## Reading passage

+---+

Japan: The Conservative Politician Fighting for Gay Rights

Tomomi Inada isn’t trying to get Japan to legalize same-sex marriage, or ban discrimination against gay citizens. The conservative lawmaker just wants to “promote understanding” of LGBT issues. Even that seems too much.

The former defense minister said she’s unsure she’ll be able to introduce new legislation seeking greater tolerance of same-sex relationships amid opposition from her Liberal Democratic Party colleagues. Members of the ruling party have publicly opposed calls for change in recent months, some warning it would slow the already anemic birth rate.

“People asked me if I’d turned left wing,” said Inada, an LDP executive and an adviser to Prime Minister Shinzo Abe. “It’s a tough situation for me, but I think it’s a human rights issue and nothing to do with being conservative or liberal.”

+---+

Rows from a data collection:
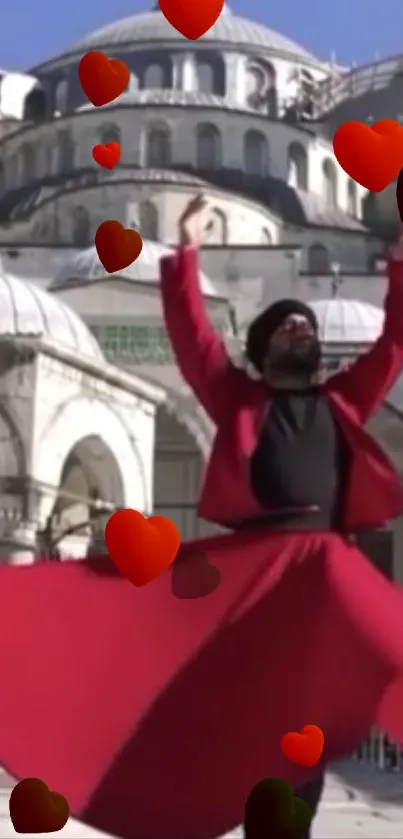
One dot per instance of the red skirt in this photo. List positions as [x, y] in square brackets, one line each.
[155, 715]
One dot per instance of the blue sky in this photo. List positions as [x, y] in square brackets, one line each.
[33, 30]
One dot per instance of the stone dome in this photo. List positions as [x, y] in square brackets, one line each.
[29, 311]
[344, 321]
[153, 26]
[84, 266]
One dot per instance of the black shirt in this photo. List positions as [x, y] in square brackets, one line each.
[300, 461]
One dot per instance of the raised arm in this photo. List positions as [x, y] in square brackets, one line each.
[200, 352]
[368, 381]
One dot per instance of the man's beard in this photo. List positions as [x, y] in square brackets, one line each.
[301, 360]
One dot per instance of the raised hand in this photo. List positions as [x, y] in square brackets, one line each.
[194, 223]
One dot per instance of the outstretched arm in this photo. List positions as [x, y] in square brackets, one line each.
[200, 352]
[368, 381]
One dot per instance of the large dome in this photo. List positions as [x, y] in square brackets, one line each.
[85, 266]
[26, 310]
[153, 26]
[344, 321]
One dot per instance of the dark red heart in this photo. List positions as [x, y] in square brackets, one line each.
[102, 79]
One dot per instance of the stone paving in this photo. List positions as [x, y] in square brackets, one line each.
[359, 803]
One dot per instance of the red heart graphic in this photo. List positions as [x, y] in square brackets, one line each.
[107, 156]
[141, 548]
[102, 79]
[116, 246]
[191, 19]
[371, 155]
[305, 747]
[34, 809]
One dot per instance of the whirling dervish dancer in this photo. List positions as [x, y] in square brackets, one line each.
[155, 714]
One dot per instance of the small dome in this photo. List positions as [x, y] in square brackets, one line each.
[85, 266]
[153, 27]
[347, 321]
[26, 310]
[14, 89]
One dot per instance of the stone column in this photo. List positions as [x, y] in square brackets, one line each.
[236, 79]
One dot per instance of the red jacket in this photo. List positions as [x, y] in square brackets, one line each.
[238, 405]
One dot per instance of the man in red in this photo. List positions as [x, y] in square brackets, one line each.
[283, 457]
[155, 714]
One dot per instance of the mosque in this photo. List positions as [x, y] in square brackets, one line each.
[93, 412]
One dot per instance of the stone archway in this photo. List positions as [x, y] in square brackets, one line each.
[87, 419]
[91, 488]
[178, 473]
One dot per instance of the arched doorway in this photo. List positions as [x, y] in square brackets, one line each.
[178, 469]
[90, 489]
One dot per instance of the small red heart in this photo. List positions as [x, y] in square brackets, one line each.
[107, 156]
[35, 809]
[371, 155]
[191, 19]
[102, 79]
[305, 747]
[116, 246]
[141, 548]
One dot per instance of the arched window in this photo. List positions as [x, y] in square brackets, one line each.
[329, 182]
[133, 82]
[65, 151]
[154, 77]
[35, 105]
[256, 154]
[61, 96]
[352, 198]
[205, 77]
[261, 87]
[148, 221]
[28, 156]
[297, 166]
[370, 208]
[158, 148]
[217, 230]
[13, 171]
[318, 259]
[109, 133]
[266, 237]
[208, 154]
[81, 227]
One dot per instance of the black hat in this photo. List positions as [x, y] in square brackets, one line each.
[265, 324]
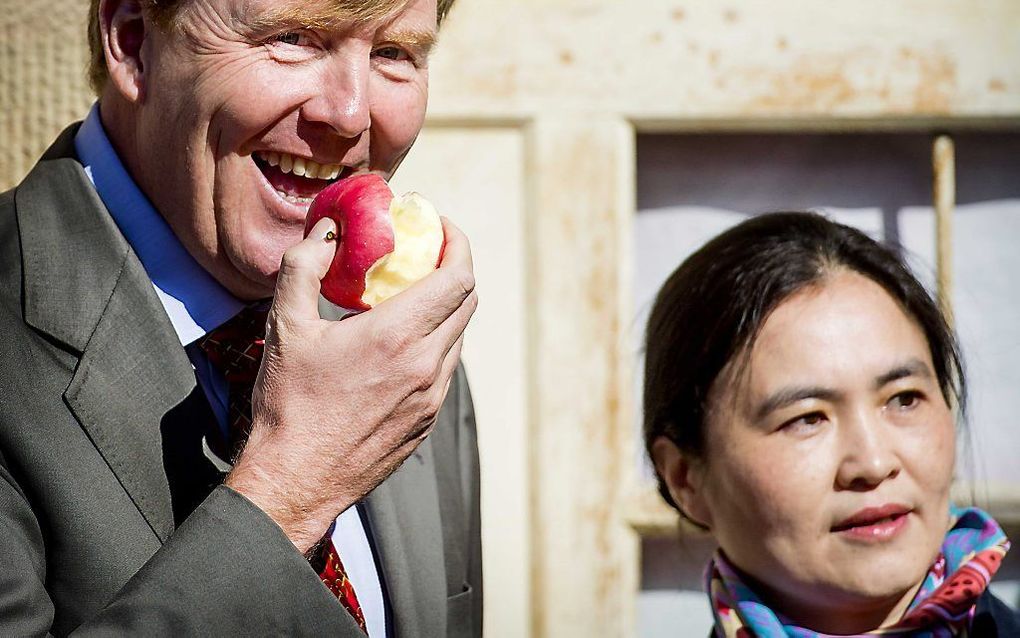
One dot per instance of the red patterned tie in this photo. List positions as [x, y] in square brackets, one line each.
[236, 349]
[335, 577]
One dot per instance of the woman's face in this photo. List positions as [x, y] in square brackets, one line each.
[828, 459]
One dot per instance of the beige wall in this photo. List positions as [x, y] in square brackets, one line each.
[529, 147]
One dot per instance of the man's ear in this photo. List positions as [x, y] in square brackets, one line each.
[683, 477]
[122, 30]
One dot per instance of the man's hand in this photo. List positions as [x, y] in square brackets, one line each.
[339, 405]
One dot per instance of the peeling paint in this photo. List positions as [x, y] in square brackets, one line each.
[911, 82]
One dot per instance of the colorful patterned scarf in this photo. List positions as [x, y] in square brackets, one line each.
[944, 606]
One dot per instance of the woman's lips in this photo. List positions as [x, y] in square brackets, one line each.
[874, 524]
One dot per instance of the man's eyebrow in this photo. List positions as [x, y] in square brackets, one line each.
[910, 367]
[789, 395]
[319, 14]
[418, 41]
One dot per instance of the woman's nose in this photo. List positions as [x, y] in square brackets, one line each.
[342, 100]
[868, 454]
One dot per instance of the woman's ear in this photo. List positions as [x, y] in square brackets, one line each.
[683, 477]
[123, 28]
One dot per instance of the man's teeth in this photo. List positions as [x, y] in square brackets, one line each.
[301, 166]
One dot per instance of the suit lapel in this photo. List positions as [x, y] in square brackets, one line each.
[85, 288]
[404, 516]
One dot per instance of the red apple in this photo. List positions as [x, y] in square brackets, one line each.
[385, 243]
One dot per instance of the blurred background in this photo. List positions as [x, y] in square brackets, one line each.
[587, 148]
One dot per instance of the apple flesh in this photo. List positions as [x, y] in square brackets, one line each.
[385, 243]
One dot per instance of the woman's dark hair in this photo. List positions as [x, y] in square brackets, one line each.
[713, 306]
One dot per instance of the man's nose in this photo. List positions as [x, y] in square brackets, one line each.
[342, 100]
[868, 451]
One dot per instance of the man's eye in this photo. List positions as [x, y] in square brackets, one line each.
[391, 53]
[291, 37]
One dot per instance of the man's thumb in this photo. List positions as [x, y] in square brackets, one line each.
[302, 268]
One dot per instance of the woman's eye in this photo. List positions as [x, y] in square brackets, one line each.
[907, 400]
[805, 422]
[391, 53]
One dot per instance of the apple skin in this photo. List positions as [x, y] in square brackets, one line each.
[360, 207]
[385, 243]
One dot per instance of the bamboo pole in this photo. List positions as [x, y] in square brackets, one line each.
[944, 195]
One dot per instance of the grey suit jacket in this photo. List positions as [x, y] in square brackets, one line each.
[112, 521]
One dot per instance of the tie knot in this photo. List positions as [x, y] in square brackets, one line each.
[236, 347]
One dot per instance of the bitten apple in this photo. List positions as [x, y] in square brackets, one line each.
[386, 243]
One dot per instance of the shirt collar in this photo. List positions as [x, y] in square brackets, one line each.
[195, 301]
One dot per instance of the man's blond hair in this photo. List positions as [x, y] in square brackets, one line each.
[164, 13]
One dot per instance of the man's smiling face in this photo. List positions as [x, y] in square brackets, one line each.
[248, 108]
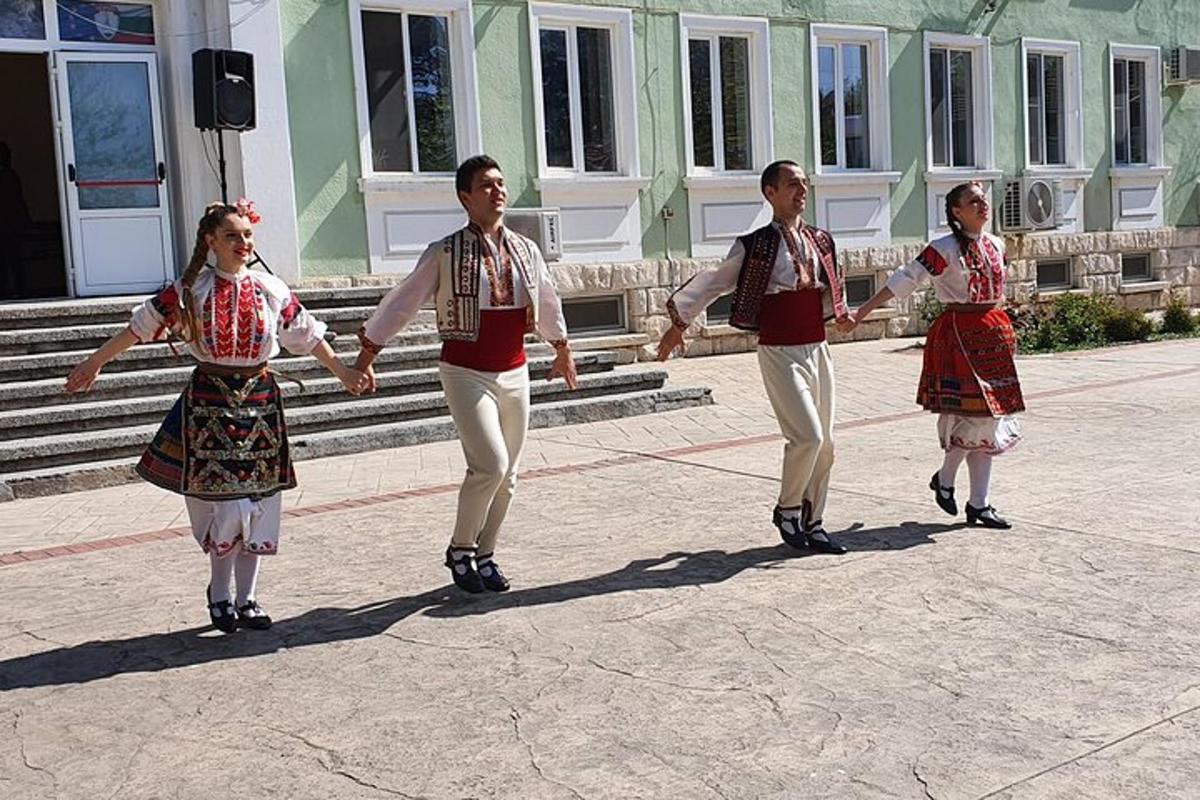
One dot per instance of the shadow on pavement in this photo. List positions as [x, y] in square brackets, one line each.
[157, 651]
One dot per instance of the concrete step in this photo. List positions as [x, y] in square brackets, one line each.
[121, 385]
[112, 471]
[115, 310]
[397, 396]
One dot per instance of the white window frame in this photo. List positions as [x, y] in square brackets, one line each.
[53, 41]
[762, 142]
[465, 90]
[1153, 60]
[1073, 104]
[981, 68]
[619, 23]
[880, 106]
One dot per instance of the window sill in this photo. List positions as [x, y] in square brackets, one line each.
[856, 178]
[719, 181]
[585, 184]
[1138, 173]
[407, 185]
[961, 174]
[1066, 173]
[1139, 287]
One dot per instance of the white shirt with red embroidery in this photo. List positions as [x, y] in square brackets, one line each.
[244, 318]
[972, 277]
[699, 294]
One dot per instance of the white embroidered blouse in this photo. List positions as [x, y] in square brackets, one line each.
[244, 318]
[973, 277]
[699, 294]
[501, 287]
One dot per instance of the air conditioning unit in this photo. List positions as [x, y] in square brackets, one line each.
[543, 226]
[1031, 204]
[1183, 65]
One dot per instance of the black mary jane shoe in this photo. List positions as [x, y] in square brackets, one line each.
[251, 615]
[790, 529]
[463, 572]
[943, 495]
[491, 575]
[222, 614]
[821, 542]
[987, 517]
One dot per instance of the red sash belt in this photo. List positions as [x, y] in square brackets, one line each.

+---+

## Given request
Reproduce word for word the part of the article about Tomomi Inada starting at "Japan: The Conservative" and ending at "seems too much.".

## Final answer
Japan: The Conservative Politician Fighting for Gay Rights

Tomomi Inada isn’t trying to get Japan to legalize same-sex marriage, or ban discrimination against gay citizens. The conservative lawmaker just wants to “promote understanding” of LGBT issues. Even that seems too much.